▶ Textausschnitt:
--------------------
Als ein Ergebnis der Genderforschung gilt inzwischen, dass sich Arzneimittel in Körpern von Frauen anders verteilen und an Männern getestete Arzneimittelgaben zu einer Überdosierung mit den entsprechenden Nebenwirkungen führen können. Die biologischen Gründe, die zu solchen Geschlechterunterschieden führen, sind noch weitestgehend unverstanden und werden derzeit erforscht. Es ist inzwischen jedoch sicher, dass man Geschlechterunterschiede auch in Tiermodellen und sogar in Zellkulturmodellen beobachten kann.

Es ist deshalb ein wesentlicher Qualitätsaspekt unseres Gesundheitssystems, dass wir zukünftig bei der medizinischen Forschung beide Geschlechter angemessen in Untersuchungen einbeziehen. Insgesamt gilt es, geschlechtsspezifische Aspekte stärker in den Blickpunkt der modernen Medizin zu rücken. Dabei geht es selbstverständlich nicht ausschließlich um Frauen – von einem neuen „Genderblick“ in der Medizin werden auch Männer profitieren. Die Depression etwa wurde lange als „Frauenkrankheit“ verstanden, obwohl die Zahl der Suizide bei Männern zwischen 30 und 65 Jahren deutlich höher liegt als in der gleichen Altersgruppe bei Frauen.

Untersuchungen zeigen, dass auch in der Frage der Gerechtigkeit noch Fortschritte gemacht werden müssen. So zeigen Studien, dass Männern eher innovative und teure Therapieformen verschrieben werden als Frauen. Männer sind auch vier- bis fünfmal häufiger Empfänger einer Herztransplantation als Frauen. Das darf nicht so bleiben. Die medizinische Forschung muss beide Geschlechter angemessen in die Untersuchungen einbeziehen. Frauen dürfen nicht wie bisher in klinischen Studien zugunsten junger Männer unterrepräsentiert bleiben. Denn auch für Frauen müssen frühzeitig unerwünschte Arzneimittelwirkungen und angemessene Arzneimitteldosierungen ermittelt werden. Und da in der Gendermedizin auch die gesellschaftlich, sozial und kulturell geprägte Geschlechterrolle erforscht wird, gilt es beispielsweise für Männer die Vernachlässigung der Krebsfrüherkennung oder die geringe Teilnahme an Präventionsmaßnahmen systematisch zu untersuchen und zu verbessern.
--------------------
▶ Extrahierte Einträge:

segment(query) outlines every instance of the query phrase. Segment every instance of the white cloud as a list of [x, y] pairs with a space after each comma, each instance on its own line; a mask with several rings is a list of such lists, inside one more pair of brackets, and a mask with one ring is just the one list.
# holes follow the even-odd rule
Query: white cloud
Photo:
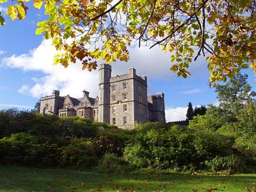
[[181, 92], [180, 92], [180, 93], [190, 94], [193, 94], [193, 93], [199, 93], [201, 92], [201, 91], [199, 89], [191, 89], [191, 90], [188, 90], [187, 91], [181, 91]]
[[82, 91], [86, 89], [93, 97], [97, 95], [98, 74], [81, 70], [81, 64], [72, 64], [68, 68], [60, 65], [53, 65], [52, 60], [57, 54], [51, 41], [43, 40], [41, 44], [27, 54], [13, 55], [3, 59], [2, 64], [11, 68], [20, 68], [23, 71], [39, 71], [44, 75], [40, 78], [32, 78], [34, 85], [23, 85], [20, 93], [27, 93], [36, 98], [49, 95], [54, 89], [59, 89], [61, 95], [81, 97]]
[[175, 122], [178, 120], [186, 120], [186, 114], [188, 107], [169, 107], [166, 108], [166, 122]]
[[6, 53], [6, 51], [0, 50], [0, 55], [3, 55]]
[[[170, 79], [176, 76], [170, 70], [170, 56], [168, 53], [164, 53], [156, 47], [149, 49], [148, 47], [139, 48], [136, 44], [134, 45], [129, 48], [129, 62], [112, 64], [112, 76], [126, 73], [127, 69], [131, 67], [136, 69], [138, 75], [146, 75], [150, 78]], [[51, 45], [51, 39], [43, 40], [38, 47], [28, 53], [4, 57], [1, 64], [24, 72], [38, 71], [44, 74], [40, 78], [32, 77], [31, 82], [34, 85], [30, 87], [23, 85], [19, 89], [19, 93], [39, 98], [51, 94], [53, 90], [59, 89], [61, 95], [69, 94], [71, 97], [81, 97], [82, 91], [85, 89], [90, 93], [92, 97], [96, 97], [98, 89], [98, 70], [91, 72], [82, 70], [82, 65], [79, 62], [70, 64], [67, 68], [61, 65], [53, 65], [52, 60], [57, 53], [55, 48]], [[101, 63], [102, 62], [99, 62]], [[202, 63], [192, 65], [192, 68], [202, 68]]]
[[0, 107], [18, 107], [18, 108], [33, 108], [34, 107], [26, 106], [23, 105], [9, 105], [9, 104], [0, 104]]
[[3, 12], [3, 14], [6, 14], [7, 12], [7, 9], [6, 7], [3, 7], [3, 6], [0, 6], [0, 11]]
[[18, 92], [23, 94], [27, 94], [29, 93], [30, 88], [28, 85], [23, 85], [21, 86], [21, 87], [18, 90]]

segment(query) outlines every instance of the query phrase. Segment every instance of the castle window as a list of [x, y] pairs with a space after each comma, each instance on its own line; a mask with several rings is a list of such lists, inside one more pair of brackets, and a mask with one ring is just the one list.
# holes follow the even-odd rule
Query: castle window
--------------------
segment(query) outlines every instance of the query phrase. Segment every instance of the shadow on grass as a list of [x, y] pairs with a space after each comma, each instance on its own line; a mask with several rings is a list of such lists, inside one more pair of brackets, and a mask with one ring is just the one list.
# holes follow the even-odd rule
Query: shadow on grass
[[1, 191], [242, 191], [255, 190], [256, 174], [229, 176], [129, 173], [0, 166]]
--------------------
▶ Zu bearbeitende Aufgaben:
• 1. Nenne alle Adjektive, mit denen der Textausschnitt zur Gendermedizin die Prägung der Geschlechterrolle beschreibt.
• 2. Führe den Textausschnitt zur Gendermedizin im Anschluss an seinen letzten Satz weiter.
Das Material steht in keinem Zusammenhang mit dem Textausschnitt.

▶ Lösungen:
• 1. gesellschaftlich, sozial, kulturell

• 2.
Letztlich wird es auch darum gehen, eine geschlechterspezifische Ansprache der Patienten zu entwickeln, die die besonderen Lebensumstände und -phasen von Frauen und Männern angemessen berücksichtigt. Dass damit auch eine gesellschaftliche Debatte ausgelöst wird, ist unvermeidlich und sinnvoll – genauso wie Deutschland seinen Teil zur internationalen Forschung auf diesem Gebiet beitragen sollte. Die Ansätze in der Gendermedizin müssen vielschichtig sein und einen Bogen von der molekularen und zellulären Ebene, über klinische und epidemiologische Studien bis hin zur Patientenversorgung und den allgemeinen psychosozialen Einflüssen spannen. Erfolgreiche Forschung auf dem Feld der Gendermedizin muss interdisziplinär sein, denn sie muss sowohl Mediziner als auch Natur- und Sozialwissenschaftler zusammenbringen.

Die Politik kann all dies befördern, indem sie die richtigen Akzente in der Gesundheitsforschungsförderung setzt. Ein Forschungsschwerpunkt im Rahmenprogramm Gesundheitsforschung ist deshalb die individualisierte Medizin, die Krankheitsaspekte erforscht, die für bestimmte Bevölkerungsgruppen spezifisch sind. Gendermedizin ist ein erster Schritt in Richtung einer individualisierten Medizin. Geschlechterspezifische Behandlung und zielgerichtete Arzneimittelgabe nutzen dem einzelnen Individuum und werden langfristig auch zur Effizienzsteigerung der Gesundheitsversorgung in unserer Gesellschaft beitragen.

Die Autorin ist Bundesministerin für Bildung und Forschung.